====== Given records ======

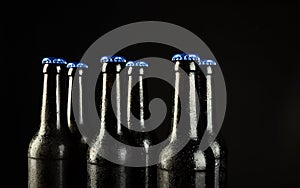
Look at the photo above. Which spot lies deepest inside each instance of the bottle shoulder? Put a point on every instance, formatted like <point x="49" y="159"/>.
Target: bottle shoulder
<point x="189" y="157"/>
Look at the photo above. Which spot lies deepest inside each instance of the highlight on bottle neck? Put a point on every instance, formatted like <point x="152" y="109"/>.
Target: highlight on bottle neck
<point x="53" y="64"/>
<point x="72" y="66"/>
<point x="136" y="65"/>
<point x="112" y="63"/>
<point x="187" y="62"/>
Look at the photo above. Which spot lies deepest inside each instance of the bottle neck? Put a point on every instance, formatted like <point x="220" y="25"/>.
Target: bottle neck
<point x="136" y="98"/>
<point x="189" y="102"/>
<point x="53" y="112"/>
<point x="109" y="111"/>
<point x="70" y="114"/>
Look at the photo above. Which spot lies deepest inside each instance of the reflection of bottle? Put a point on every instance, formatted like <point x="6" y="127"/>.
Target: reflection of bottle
<point x="188" y="167"/>
<point x="137" y="102"/>
<point x="80" y="145"/>
<point x="50" y="150"/>
<point x="217" y="145"/>
<point x="102" y="172"/>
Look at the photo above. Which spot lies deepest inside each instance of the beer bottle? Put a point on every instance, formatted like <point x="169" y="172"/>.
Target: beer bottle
<point x="217" y="144"/>
<point x="137" y="101"/>
<point x="80" y="144"/>
<point x="50" y="149"/>
<point x="188" y="167"/>
<point x="101" y="171"/>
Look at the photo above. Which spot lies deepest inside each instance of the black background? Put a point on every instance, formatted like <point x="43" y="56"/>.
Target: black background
<point x="256" y="46"/>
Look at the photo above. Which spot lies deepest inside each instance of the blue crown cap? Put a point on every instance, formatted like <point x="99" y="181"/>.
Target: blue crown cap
<point x="207" y="62"/>
<point x="71" y="65"/>
<point x="115" y="59"/>
<point x="48" y="60"/>
<point x="82" y="65"/>
<point x="59" y="61"/>
<point x="186" y="57"/>
<point x="136" y="64"/>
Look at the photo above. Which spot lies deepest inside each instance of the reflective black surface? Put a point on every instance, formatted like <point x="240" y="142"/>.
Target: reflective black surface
<point x="256" y="45"/>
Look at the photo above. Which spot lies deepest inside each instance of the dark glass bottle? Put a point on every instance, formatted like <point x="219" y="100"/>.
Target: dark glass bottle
<point x="50" y="150"/>
<point x="188" y="167"/>
<point x="217" y="143"/>
<point x="103" y="172"/>
<point x="80" y="144"/>
<point x="137" y="102"/>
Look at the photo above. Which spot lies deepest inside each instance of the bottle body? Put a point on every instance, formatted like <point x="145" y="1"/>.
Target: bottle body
<point x="101" y="171"/>
<point x="189" y="166"/>
<point x="51" y="148"/>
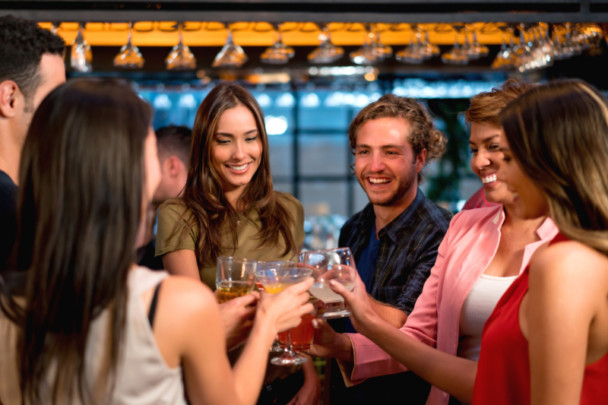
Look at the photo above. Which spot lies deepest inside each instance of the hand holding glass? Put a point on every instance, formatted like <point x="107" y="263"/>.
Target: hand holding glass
<point x="327" y="265"/>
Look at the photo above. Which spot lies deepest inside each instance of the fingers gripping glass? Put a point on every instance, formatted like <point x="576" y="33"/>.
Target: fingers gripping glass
<point x="327" y="265"/>
<point x="274" y="281"/>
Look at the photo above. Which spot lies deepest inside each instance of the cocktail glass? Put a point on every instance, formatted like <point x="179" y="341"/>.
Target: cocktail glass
<point x="275" y="280"/>
<point x="234" y="277"/>
<point x="327" y="265"/>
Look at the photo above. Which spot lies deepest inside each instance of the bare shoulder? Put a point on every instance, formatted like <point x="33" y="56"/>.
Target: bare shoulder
<point x="188" y="297"/>
<point x="570" y="262"/>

======

# To do:
Each record must be set down again without alteration, and no picture may be carried over.

# Answer to this exercise:
Look at the photo above. Which spot lies deepest inside each instance of the bottle shoulder? Put a point on every instance, formatted like <point x="49" y="159"/>.
Target: bottle shoulder
<point x="189" y="157"/>
Look at the photo above. Which spot lies deepest inside each instance of the highlight on bottle neck? Put a point on every instance, formatted like <point x="152" y="109"/>.
Target: highlight on bottle neck
<point x="53" y="64"/>
<point x="72" y="66"/>
<point x="136" y="65"/>
<point x="112" y="63"/>
<point x="187" y="62"/>
Look at the photo above. Which spot lies deepest inside each instance of the bottle neck? Put a point on every instance, formatted like <point x="220" y="25"/>.
Target: bottle neck
<point x="136" y="98"/>
<point x="189" y="102"/>
<point x="53" y="112"/>
<point x="109" y="111"/>
<point x="70" y="114"/>
Look at the photo above. Which spot lies deepest inside each instance of the reflection of bottle? Put a point on every instance, formatted like <point x="6" y="127"/>.
Target: reflection of bottle
<point x="188" y="167"/>
<point x="137" y="102"/>
<point x="80" y="145"/>
<point x="50" y="150"/>
<point x="217" y="145"/>
<point x="102" y="172"/>
Look at the photo above. Which spot lies deepest inside each instance of the beer bottle? Put a point on every instance, formatted like <point x="169" y="172"/>.
Target: beer bottle
<point x="217" y="144"/>
<point x="137" y="101"/>
<point x="80" y="144"/>
<point x="50" y="149"/>
<point x="188" y="167"/>
<point x="101" y="171"/>
Look at the photo above. Which spot lies deepest inside each instance of the black background? Put a point on every instance, formatted like <point x="43" y="56"/>.
Target: black background
<point x="256" y="46"/>
Look at the photo above. Which spot lies deepest inside each instance of the blue crown cap? Put a point on every instance, formatted like <point x="99" y="181"/>.
Target: blue crown cap
<point x="207" y="62"/>
<point x="71" y="65"/>
<point x="115" y="59"/>
<point x="48" y="60"/>
<point x="82" y="65"/>
<point x="59" y="61"/>
<point x="186" y="57"/>
<point x="136" y="64"/>
Look at the photo above. Which spot lies deepest inside each instance of the reflective black surface? Put a point on every instance, formatted like <point x="240" y="142"/>.
Target: reflective black surface
<point x="256" y="45"/>
Look at the photo above. Which spot lies deepest inside each instance of the dark glass bottle? Put a point on every instance, formatted like <point x="219" y="100"/>.
Target: dark glass bottle
<point x="50" y="150"/>
<point x="188" y="167"/>
<point x="217" y="143"/>
<point x="103" y="172"/>
<point x="80" y="144"/>
<point x="137" y="102"/>
Look at the photo above. Which spot lies deepest inside each instance of the bottle body? Put a point on every instance, formatted like <point x="145" y="1"/>.
Target: bottle body
<point x="101" y="171"/>
<point x="189" y="166"/>
<point x="51" y="148"/>
Look at the photo above. Which spot lies deepest inside each instance of the hand holding glass? Put a point on every instance, formatted like <point x="107" y="263"/>.
Target: hand holding glass
<point x="327" y="265"/>
Look at the photo above. Which spot lies deepest inside each instance of the fingers gripping glass? Put a point on every instance, formatted like <point x="576" y="33"/>.
Target: fingers gripping glass
<point x="327" y="265"/>
<point x="274" y="281"/>
Look at the photo above. Which spot lies deepest inside each instance of the cocktail glass? Put a point on every instance, formatted like <point x="179" y="341"/>.
Target: cocktail glass
<point x="275" y="280"/>
<point x="234" y="277"/>
<point x="327" y="265"/>
Look at the photo above. Which spot lies deepest inside each instance of the bare shoulder? Put a point on every instance, formatted like <point x="33" y="56"/>.
Target: bare shoulder
<point x="188" y="297"/>
<point x="570" y="262"/>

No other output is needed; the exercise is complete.